[Dataset records]

::::

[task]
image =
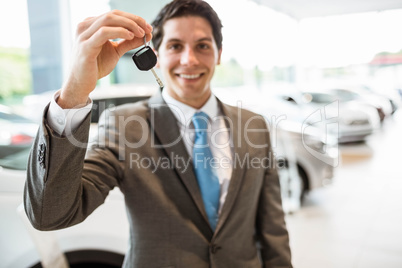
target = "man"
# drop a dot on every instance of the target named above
(213, 203)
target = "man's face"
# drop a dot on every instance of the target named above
(187, 57)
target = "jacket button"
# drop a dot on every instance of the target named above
(214, 248)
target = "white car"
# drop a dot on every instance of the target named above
(100, 241)
(308, 154)
(380, 103)
(351, 121)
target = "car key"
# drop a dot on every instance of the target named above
(145, 59)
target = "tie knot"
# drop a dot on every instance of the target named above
(200, 121)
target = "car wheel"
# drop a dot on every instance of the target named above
(92, 259)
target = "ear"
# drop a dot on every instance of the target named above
(157, 57)
(219, 57)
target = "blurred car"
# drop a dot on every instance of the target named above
(307, 156)
(350, 121)
(16, 132)
(382, 104)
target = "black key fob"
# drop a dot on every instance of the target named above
(145, 58)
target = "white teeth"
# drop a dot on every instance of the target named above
(189, 76)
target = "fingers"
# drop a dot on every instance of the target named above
(135, 24)
(127, 45)
(105, 33)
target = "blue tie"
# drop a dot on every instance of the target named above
(207, 179)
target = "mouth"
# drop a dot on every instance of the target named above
(190, 76)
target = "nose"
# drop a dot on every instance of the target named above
(188, 57)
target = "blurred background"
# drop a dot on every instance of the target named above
(326, 75)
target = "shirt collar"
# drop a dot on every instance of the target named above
(184, 112)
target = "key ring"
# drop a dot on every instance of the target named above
(145, 40)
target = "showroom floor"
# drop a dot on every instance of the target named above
(357, 221)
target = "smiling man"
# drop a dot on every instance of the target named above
(210, 199)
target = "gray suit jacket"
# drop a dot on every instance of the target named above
(168, 223)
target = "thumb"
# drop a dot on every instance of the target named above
(126, 45)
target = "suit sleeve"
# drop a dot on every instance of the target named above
(63, 187)
(271, 227)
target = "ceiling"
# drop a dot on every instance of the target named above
(301, 9)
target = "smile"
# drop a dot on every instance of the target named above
(189, 76)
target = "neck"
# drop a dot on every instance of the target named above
(195, 102)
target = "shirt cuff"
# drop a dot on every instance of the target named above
(66, 121)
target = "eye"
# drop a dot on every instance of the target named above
(174, 46)
(204, 46)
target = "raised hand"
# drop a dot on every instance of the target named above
(95, 55)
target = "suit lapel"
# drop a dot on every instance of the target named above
(239, 149)
(164, 125)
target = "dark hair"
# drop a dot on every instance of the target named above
(182, 8)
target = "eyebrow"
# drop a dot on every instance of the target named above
(199, 40)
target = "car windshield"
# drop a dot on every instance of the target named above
(16, 137)
(321, 98)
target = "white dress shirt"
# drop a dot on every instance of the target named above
(65, 121)
(218, 137)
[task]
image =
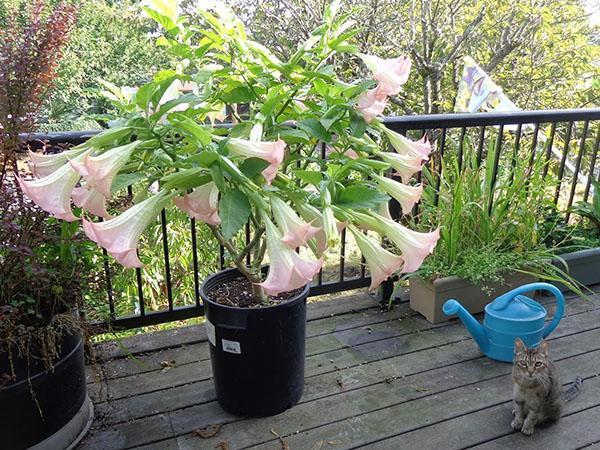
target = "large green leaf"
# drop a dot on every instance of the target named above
(234, 211)
(360, 197)
(314, 128)
(195, 131)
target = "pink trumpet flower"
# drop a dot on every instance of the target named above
(100, 171)
(382, 263)
(90, 200)
(43, 165)
(120, 236)
(296, 232)
(53, 192)
(371, 103)
(287, 270)
(201, 204)
(415, 246)
(406, 195)
(404, 146)
(406, 165)
(319, 244)
(391, 73)
(272, 152)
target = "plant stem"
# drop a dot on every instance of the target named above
(251, 274)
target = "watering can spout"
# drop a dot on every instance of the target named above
(479, 333)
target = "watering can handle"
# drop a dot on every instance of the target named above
(560, 302)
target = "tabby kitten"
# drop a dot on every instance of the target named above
(538, 394)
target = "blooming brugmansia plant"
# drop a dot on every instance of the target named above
(266, 167)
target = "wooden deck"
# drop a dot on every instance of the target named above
(381, 380)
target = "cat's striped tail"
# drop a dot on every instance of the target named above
(573, 389)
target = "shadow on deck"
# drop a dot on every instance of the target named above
(382, 380)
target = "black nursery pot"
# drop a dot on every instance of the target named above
(257, 354)
(60, 413)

::::

■ **WHAT THE TASK REQUIRES**
List every line of the data above that contains the word "black".

■ **CORRECT OUTPUT**
target = "black key fob"
target = "black nursery pot"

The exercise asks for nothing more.